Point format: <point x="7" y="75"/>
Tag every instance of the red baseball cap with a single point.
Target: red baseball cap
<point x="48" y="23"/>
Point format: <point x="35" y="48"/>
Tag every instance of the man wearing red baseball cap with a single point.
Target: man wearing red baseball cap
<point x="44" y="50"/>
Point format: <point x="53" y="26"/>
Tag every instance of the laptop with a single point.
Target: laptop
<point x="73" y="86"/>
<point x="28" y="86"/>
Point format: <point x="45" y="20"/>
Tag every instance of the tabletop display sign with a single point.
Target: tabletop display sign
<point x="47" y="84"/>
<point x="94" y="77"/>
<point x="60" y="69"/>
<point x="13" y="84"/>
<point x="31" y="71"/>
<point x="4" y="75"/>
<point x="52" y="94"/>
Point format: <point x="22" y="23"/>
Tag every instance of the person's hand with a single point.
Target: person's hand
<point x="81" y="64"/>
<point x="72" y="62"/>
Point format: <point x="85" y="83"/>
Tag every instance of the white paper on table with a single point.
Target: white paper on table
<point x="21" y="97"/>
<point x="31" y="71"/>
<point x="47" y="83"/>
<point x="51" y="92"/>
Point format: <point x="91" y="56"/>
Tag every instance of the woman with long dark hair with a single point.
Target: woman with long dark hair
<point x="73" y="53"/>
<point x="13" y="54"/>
◆ ◆ ◆ ◆
- WORK REQUIRED
Copy whichever lines above contain the string "every".

- WRITTEN RESPONSE
Tag every instance of the red baseball cap with a single point.
Tag every instance of the man wearing red baseball cap with a single point.
Tag every instance of the laptop with a single point.
Tag every instance of the tabletop display sign with a single point.
Tag every instance of the person's hand with a single point.
Tag every instance of the white paper on table with a single point.
Tag every instance of the woman with long dark hair with a single point.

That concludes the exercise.